◆ **Task to complete**
Using the data that follows, return exactly the lines from the one that contains "Find the woman in grey" through the one that contains "Find the dark hair", ends included.

####################

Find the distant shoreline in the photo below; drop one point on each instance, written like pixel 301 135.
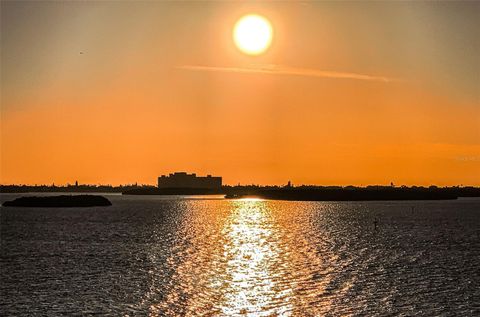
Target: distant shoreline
pixel 300 193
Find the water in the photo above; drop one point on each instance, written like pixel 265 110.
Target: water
pixel 165 256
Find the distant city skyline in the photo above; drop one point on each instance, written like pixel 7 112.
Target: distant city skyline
pixel 335 93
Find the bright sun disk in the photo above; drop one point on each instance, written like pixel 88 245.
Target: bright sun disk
pixel 253 34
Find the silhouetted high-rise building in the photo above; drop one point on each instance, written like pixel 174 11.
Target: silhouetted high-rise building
pixel 184 180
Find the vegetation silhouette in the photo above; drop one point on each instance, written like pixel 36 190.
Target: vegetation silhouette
pixel 59 201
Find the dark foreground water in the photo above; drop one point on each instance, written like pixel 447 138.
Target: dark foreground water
pixel 176 257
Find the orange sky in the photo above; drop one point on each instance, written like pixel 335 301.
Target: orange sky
pixel 160 87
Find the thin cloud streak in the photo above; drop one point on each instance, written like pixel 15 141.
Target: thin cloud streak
pixel 292 71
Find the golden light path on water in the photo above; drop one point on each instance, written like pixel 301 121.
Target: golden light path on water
pixel 242 257
pixel 252 255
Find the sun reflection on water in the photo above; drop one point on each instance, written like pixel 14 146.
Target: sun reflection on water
pixel 245 257
pixel 251 252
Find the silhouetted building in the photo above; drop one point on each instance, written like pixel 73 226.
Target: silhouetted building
pixel 184 180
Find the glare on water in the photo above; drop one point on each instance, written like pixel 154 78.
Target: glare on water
pixel 209 257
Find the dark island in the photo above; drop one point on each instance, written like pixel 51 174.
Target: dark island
pixel 59 201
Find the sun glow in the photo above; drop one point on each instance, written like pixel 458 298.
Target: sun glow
pixel 253 34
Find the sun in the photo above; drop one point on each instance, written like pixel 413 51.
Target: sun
pixel 253 34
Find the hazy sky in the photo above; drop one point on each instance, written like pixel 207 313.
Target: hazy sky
pixel 348 93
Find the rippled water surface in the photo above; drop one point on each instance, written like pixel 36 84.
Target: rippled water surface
pixel 213 257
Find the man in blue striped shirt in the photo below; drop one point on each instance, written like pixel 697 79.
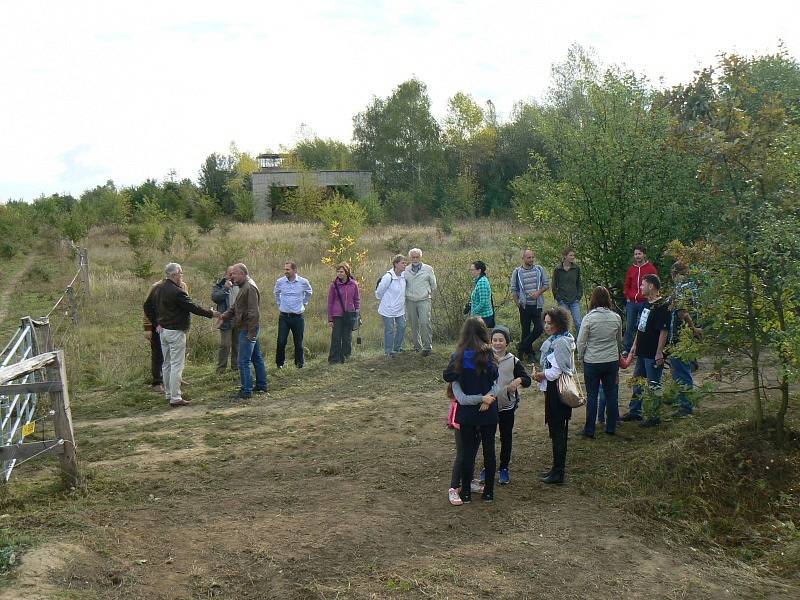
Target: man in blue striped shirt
pixel 292 293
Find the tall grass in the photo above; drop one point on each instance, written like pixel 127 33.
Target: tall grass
pixel 109 348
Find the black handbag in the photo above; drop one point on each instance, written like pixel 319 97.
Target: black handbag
pixel 353 316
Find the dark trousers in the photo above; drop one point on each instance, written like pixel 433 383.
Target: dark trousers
pixel 341 339
pixel 506 426
pixel 593 375
pixel 558 436
pixel 290 322
pixel 471 437
pixel 530 320
pixel 156 358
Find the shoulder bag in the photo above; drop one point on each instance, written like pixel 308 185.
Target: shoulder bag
pixel 354 316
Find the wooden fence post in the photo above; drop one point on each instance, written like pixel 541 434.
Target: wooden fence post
pixel 83 263
pixel 62 420
pixel 73 306
pixel 42 328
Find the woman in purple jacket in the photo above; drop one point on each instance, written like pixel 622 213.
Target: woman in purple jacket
pixel 344 301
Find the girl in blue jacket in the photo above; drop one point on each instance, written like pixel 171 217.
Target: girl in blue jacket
pixel 473 366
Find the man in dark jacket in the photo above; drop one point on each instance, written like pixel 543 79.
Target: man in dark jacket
pixel 171 310
pixel 246 315
pixel 223 294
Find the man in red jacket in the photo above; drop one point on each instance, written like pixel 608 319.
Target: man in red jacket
pixel 633 293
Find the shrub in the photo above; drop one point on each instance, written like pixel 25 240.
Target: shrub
pixel 350 215
pixel 372 208
pixel 399 206
pixel 205 212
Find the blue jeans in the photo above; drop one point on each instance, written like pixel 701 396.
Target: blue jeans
pixel 646 367
pixel 250 351
pixel 296 324
pixel 632 312
pixel 574 309
pixel 593 375
pixel 394 328
pixel 682 375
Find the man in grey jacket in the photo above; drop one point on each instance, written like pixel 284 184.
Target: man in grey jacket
pixel 529 282
pixel 420 284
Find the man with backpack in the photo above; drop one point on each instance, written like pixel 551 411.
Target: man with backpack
pixel 391 291
pixel 529 282
pixel 420 284
pixel 683 307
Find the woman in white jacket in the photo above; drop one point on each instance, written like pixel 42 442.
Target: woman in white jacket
pixel 391 291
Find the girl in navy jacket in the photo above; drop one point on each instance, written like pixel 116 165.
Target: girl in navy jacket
pixel 473 366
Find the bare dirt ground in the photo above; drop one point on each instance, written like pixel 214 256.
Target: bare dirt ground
pixel 334 486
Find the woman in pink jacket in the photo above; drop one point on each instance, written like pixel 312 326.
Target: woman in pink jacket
pixel 344 302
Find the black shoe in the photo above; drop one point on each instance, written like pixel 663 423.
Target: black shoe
pixel 554 478
pixel 630 417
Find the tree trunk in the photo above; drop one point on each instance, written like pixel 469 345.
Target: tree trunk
pixel 755 346
pixel 780 420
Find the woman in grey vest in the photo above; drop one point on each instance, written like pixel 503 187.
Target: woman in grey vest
pixel 557 356
pixel 599 349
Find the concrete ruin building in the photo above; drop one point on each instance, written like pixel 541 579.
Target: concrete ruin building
pixel 272 174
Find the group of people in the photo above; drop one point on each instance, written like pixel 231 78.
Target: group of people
pixel 484 377
pixel 484 393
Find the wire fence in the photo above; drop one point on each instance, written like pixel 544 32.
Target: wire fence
pixel 26 410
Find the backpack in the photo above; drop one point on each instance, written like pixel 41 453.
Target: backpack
pixel 379 280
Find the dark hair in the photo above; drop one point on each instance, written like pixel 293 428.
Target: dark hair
pixel 474 336
pixel 601 298
pixel 480 265
pixel 653 280
pixel 559 317
pixel 680 268
pixel 346 266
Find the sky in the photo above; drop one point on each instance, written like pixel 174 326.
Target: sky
pixel 99 90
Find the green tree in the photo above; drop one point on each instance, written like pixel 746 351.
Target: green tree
pixel 323 154
pixel 215 173
pixel 398 139
pixel 617 182
pixel 745 130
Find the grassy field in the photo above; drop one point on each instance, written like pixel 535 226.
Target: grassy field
pixel 334 484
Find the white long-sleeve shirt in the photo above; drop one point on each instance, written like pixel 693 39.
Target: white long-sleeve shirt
pixel 551 374
pixel 391 291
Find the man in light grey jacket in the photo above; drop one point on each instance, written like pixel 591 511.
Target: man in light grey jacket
pixel 420 284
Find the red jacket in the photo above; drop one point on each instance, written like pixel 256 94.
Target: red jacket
pixel 633 280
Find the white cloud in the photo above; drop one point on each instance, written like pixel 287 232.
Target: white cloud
pixel 99 90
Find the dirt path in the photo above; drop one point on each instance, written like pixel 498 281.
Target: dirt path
pixel 10 288
pixel 341 493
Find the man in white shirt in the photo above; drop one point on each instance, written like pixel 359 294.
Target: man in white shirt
pixel 292 294
pixel 391 291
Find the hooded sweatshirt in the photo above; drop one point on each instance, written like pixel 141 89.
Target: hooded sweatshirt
pixel 633 280
pixel 509 368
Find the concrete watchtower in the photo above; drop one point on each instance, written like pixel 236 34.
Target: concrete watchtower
pixel 272 174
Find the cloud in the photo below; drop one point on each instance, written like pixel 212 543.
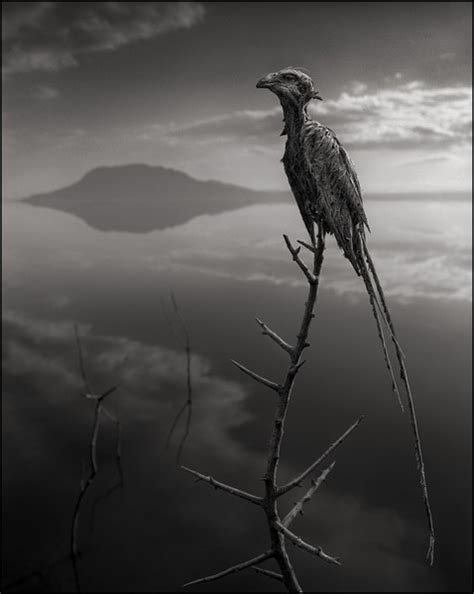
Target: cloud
pixel 410 114
pixel 50 36
pixel 45 93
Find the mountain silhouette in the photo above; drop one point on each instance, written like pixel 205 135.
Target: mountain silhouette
pixel 142 198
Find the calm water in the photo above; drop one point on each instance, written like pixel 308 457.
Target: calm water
pixel 162 529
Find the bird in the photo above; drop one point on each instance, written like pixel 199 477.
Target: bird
pixel 328 194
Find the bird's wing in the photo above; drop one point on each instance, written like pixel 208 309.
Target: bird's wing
pixel 334 173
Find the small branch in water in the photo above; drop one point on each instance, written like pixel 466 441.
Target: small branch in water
pixel 187 406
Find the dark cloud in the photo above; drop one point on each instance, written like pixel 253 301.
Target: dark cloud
pixel 50 35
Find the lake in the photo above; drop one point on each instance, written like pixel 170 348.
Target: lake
pixel 161 529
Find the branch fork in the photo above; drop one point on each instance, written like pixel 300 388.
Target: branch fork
pixel 278 527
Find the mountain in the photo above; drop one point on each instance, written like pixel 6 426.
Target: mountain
pixel 142 198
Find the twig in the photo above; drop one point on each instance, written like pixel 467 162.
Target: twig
pixel 298 506
pixel 188 403
pixel 266 331
pixel 86 482
pixel 295 254
pixel 258 378
pixel 233 569
pixel 296 482
pixel 268 573
pixel 278 528
pixel 318 551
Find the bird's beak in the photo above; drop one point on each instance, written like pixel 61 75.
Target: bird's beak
pixel 266 82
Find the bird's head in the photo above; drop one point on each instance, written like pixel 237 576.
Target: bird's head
pixel 290 84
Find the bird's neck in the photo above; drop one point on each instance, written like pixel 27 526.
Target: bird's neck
pixel 294 116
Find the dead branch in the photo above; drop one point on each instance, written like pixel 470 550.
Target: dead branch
pixel 297 541
pixel 266 331
pixel 298 506
pixel 296 482
pixel 188 403
pixel 278 528
pixel 224 487
pixel 233 569
pixel 268 573
pixel 258 378
pixel 86 482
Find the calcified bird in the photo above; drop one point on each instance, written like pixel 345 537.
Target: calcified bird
pixel 327 191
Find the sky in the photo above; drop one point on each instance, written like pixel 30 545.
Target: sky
pixel 106 83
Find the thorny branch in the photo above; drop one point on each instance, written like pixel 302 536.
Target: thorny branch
pixel 278 528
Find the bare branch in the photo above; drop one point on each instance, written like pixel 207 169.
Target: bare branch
pixel 308 246
pixel 258 378
pixel 108 392
pixel 224 487
pixel 266 331
pixel 188 403
pixel 233 569
pixel 295 254
pixel 300 478
pixel 318 551
pixel 82 368
pixel 268 573
pixel 298 506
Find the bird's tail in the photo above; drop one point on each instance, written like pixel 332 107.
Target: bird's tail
pixel 379 306
pixel 364 271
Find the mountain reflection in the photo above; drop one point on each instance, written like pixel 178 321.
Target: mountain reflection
pixel 164 529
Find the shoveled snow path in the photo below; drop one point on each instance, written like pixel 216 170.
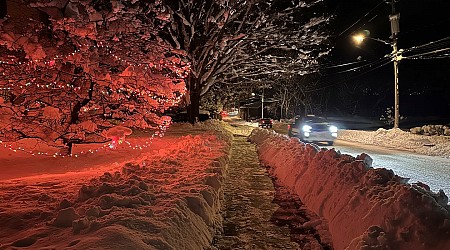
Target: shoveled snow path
pixel 256 214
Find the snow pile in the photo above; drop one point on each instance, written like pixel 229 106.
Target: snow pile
pixel 167 199
pixel 365 208
pixel 397 138
pixel 431 130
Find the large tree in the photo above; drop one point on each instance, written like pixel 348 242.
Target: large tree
pixel 69 70
pixel 242 41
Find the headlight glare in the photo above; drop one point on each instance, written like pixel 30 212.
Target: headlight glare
pixel 306 128
pixel 333 129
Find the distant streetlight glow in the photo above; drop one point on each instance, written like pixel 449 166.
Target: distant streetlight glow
pixel 358 39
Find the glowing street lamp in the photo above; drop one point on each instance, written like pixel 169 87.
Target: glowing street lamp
pixel 358 39
pixel 396 54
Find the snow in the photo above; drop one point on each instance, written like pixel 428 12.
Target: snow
pixel 365 208
pixel 169 194
pixel 165 197
pixel 396 138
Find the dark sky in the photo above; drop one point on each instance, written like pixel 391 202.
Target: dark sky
pixel 424 84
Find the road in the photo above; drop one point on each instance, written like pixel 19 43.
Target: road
pixel 433 171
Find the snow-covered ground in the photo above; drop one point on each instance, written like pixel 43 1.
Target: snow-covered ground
pixel 167 197
pixel 365 208
pixel 169 194
pixel 434 145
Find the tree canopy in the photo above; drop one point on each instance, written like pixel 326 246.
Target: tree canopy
pixel 244 42
pixel 69 70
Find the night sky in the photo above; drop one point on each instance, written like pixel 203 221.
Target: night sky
pixel 424 84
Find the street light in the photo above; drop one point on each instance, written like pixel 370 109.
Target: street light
pixel 396 54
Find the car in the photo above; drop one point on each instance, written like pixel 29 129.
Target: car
pixel 265 123
pixel 313 129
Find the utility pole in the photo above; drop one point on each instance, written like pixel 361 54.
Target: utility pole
pixel 395 29
pixel 262 105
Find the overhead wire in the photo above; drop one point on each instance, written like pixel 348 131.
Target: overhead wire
pixel 365 15
pixel 346 79
pixel 367 65
pixel 433 44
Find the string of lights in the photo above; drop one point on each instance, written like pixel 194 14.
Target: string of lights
pixel 107 146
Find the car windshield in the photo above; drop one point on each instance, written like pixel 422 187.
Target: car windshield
pixel 315 119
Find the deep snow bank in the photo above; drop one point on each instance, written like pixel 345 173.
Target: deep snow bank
pixel 167 199
pixel 363 206
pixel 397 138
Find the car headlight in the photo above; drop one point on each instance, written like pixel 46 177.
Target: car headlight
pixel 306 128
pixel 333 129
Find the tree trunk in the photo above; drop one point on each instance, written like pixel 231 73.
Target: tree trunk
pixel 193 108
pixel 3 10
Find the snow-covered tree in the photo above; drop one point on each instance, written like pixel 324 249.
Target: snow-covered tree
pixel 240 41
pixel 69 70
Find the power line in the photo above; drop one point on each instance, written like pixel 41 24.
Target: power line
pixel 427 53
pixel 365 15
pixel 347 79
pixel 371 64
pixel 428 45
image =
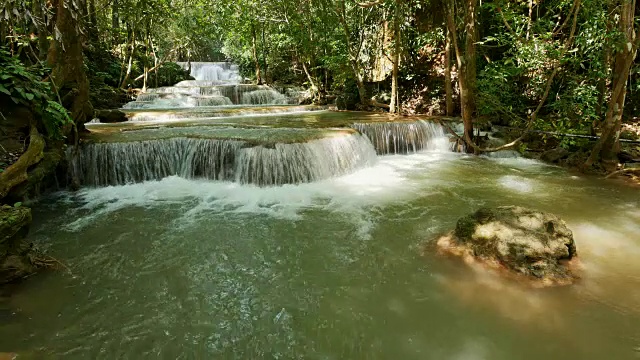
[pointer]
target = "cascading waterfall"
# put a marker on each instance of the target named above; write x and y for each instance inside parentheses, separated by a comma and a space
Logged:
(215, 84)
(104, 164)
(304, 162)
(264, 97)
(405, 137)
(216, 72)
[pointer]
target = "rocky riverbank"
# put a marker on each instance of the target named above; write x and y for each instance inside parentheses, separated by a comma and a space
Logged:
(527, 244)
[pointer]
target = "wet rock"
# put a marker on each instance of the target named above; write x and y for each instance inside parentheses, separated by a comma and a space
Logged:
(526, 243)
(111, 116)
(554, 155)
(15, 253)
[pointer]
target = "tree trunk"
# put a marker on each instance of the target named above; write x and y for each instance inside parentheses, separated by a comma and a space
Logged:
(254, 51)
(115, 20)
(131, 54)
(353, 56)
(394, 108)
(67, 63)
(93, 19)
(43, 43)
(264, 55)
(448, 86)
(607, 146)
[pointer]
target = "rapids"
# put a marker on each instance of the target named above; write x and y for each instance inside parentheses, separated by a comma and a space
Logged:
(207, 234)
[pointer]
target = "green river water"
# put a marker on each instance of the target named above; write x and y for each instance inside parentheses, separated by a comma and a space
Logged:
(342, 268)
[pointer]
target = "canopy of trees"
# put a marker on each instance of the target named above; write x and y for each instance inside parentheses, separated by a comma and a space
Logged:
(556, 65)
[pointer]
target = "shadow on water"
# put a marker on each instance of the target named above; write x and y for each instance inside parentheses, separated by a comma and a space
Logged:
(179, 268)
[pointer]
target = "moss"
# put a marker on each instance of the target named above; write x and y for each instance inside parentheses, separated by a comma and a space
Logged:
(465, 227)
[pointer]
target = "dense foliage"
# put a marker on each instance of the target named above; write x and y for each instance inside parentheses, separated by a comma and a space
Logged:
(23, 86)
(551, 65)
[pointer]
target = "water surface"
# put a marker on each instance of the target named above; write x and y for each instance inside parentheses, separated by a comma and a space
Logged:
(335, 269)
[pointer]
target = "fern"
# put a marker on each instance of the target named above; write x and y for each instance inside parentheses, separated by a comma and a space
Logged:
(55, 118)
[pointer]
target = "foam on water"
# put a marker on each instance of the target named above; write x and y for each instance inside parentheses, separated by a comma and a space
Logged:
(353, 194)
(517, 183)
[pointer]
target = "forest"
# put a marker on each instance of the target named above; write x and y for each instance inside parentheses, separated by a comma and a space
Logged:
(335, 179)
(556, 66)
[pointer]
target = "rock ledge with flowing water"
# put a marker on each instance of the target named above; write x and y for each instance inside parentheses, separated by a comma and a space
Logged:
(15, 259)
(528, 243)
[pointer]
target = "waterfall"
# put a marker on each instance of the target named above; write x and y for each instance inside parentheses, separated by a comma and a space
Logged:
(404, 137)
(264, 97)
(216, 84)
(304, 162)
(217, 72)
(103, 164)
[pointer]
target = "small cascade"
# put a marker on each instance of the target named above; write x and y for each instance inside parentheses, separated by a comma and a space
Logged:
(405, 137)
(220, 72)
(104, 164)
(264, 97)
(215, 84)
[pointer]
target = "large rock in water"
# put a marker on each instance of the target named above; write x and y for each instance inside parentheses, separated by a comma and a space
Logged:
(111, 116)
(529, 243)
(15, 253)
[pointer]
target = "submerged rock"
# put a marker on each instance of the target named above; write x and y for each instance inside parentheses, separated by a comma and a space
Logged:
(554, 155)
(15, 254)
(528, 243)
(111, 116)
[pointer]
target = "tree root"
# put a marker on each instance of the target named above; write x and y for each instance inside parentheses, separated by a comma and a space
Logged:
(16, 174)
(49, 262)
(633, 172)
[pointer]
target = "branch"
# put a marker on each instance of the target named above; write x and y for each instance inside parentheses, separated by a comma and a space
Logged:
(534, 115)
(164, 59)
(506, 23)
(370, 4)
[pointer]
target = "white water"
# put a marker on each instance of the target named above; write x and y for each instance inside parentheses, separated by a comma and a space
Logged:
(405, 137)
(215, 84)
(105, 164)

####################

◆ **Solution for this task**
Find the woman in grey vest in the photo above; drop one point on each instance, written like pixel 503 187.
Target: woman in grey vest
pixel 557 356
pixel 599 349
Find the concrete ruin building in the photo above; drop one point on each instance, written like pixel 541 579.
Target: concrete ruin building
pixel 272 174
Find the group of people in the photo above; drop one point on each instance, written like pixel 231 78.
Target: group of people
pixel 484 377
pixel 484 393
Find the wire fence in the photo above; drop one point on each instance, written like pixel 544 32.
Target: wire fence
pixel 26 410
Find the backpack in the photo above; drop one point on each instance, written like pixel 41 453.
Target: backpack
pixel 379 280
Find the dark hair in the photo above; drop one point on each instance, written like pixel 293 428.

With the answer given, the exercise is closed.